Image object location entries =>
══════
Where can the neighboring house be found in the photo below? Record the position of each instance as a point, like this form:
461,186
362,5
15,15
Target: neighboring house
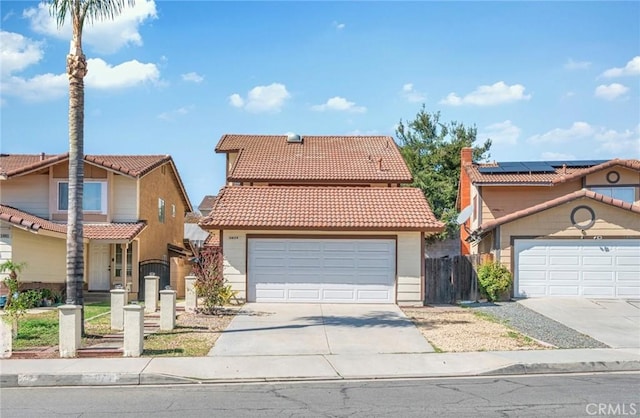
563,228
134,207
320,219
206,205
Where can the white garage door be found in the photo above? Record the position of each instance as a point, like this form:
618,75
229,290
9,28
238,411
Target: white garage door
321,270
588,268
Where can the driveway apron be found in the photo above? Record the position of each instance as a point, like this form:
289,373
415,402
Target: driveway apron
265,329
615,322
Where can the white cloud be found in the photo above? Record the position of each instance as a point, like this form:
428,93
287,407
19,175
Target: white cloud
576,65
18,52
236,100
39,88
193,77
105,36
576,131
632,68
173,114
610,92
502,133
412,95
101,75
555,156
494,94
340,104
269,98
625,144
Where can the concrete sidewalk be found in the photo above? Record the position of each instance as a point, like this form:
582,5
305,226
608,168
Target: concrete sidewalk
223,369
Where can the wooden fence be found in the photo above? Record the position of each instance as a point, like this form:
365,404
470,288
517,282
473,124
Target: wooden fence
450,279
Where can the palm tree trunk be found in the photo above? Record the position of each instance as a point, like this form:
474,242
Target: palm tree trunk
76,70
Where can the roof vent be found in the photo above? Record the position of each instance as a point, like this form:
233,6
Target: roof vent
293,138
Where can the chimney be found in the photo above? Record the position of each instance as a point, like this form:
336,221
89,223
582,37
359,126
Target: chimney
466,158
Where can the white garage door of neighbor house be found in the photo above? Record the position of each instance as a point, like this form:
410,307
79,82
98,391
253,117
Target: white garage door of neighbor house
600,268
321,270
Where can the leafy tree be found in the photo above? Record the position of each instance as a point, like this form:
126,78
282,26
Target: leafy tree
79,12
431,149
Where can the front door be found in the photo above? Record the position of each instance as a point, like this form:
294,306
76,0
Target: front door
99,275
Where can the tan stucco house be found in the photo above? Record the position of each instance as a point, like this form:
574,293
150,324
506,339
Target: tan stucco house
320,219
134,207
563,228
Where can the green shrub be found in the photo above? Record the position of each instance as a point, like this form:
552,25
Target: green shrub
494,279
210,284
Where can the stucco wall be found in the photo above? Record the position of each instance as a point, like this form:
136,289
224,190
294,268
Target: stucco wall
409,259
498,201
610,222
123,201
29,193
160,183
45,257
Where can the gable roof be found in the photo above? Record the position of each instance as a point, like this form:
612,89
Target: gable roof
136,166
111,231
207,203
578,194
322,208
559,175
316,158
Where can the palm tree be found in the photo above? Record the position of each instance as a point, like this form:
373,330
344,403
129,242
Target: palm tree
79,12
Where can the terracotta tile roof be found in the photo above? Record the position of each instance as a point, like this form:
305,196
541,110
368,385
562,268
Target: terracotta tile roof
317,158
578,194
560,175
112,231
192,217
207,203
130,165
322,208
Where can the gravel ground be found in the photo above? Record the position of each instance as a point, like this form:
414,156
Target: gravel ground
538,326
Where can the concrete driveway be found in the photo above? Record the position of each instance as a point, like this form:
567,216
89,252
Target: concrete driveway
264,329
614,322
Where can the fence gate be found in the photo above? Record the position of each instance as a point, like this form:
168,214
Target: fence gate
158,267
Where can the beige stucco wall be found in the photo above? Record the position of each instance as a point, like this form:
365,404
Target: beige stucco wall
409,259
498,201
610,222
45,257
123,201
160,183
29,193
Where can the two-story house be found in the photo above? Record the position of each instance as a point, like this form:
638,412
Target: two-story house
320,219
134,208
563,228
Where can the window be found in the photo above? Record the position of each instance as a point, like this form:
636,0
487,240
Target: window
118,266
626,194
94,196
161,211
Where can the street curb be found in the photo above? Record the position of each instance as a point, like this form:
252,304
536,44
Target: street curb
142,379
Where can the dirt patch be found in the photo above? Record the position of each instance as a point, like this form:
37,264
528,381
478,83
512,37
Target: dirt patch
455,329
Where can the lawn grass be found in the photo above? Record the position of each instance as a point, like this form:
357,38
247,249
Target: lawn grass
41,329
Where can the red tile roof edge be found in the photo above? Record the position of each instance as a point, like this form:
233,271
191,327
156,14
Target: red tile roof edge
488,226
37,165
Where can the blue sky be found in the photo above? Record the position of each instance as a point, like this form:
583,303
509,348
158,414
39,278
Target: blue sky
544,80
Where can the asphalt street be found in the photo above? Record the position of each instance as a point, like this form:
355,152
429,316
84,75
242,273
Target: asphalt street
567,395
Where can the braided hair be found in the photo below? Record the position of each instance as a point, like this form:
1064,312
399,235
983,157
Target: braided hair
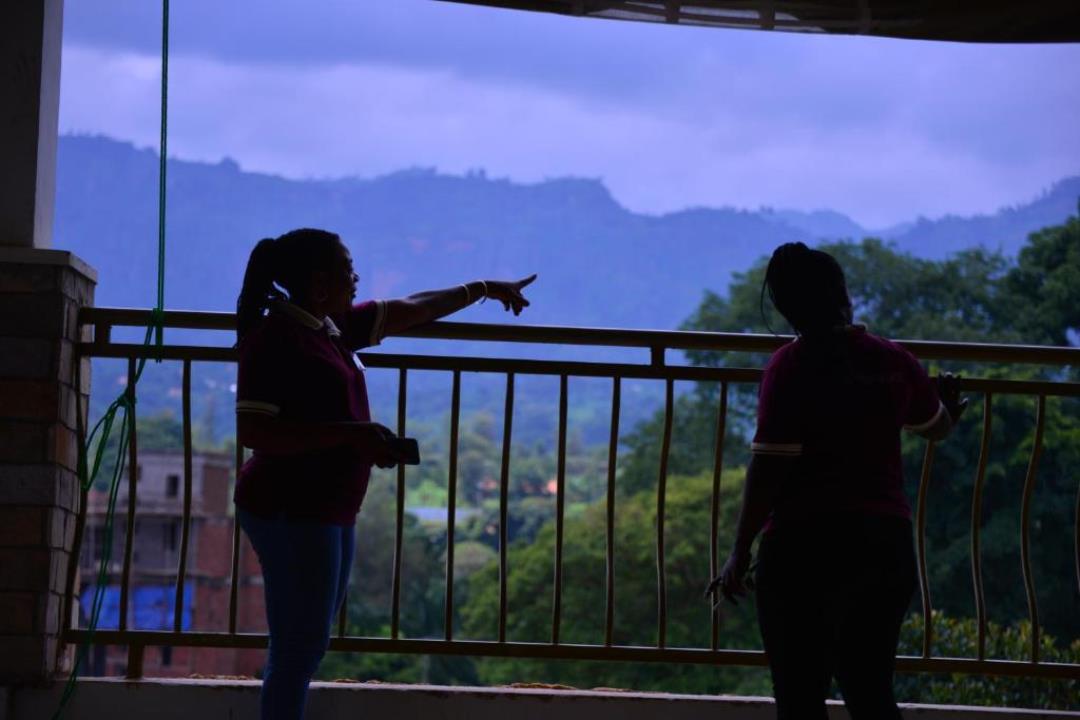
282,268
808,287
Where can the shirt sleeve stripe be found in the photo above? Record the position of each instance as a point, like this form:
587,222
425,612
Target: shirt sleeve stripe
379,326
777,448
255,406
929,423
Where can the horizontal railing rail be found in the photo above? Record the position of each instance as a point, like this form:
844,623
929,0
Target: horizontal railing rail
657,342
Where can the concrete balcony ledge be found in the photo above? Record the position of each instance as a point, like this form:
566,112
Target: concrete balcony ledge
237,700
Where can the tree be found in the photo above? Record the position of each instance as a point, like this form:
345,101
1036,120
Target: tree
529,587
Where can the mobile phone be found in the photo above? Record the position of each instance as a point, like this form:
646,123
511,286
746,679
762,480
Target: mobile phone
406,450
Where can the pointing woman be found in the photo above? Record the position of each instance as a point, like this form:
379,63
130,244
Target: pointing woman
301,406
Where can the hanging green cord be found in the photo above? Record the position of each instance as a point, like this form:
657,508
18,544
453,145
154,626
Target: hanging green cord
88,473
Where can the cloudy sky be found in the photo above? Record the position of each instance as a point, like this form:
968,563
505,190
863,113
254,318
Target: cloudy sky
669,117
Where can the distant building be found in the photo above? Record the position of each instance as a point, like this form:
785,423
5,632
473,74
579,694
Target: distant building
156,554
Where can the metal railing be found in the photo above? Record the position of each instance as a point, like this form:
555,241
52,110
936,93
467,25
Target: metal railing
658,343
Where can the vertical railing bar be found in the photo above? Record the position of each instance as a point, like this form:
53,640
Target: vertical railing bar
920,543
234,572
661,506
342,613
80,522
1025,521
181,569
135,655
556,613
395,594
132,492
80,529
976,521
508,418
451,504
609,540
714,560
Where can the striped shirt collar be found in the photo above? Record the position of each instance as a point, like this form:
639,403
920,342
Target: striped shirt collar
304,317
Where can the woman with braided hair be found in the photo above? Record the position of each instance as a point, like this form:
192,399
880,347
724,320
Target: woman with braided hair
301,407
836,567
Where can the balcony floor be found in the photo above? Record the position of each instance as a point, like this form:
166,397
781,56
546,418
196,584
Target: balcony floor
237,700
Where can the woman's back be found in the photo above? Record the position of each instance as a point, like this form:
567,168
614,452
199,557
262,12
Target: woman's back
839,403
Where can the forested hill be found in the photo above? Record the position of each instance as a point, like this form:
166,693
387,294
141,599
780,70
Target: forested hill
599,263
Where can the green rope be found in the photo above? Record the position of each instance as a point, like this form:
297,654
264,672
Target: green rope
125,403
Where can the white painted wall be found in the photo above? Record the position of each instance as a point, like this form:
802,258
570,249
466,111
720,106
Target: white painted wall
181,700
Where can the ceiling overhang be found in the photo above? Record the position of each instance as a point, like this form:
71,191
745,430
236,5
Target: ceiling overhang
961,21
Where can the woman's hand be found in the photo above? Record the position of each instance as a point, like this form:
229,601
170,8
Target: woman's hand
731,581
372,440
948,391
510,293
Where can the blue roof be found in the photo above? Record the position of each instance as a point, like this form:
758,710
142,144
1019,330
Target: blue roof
══════
TASK PROMPT => Reproduce word for word everything from the line containing "Where can the woman's back" down to the end of the records.

WRITTEN ANSWER =>
Where can the woman's back be found in the photo above? Record the position of each instance as a point, like this form:
567,168
614,452
199,557
262,12
Target: woman's back
839,403
Where can the forested hill be found in the photo above? Record the position of each instance as a point, like this form:
166,693
387,294
141,599
780,70
Target: forested hill
599,263
Where can the green rope be found in the photo above? Record the position of each instance as a point, like this form:
297,654
264,672
Target: green rope
125,403
Where can the white painted wall be found in the photo above? Record the position of each instance as a point, like this form:
802,258
570,249
466,111
720,106
Target: white painted wall
181,700
Where can the ceiling overhang be found in the photo above? Record the position of each instance as a point, like this form:
71,191
745,430
236,5
Target: ceiling overhang
961,21
Where can the woman's hand be found in the photo above? Record the position of each instance as a point, like this form:
229,601
170,8
Target: woman's hand
731,581
372,440
948,391
510,293
Where can the blue roof be found in the photo above? Record the position of each instance as a point, like this form:
758,710
142,144
1019,330
Target: blue roof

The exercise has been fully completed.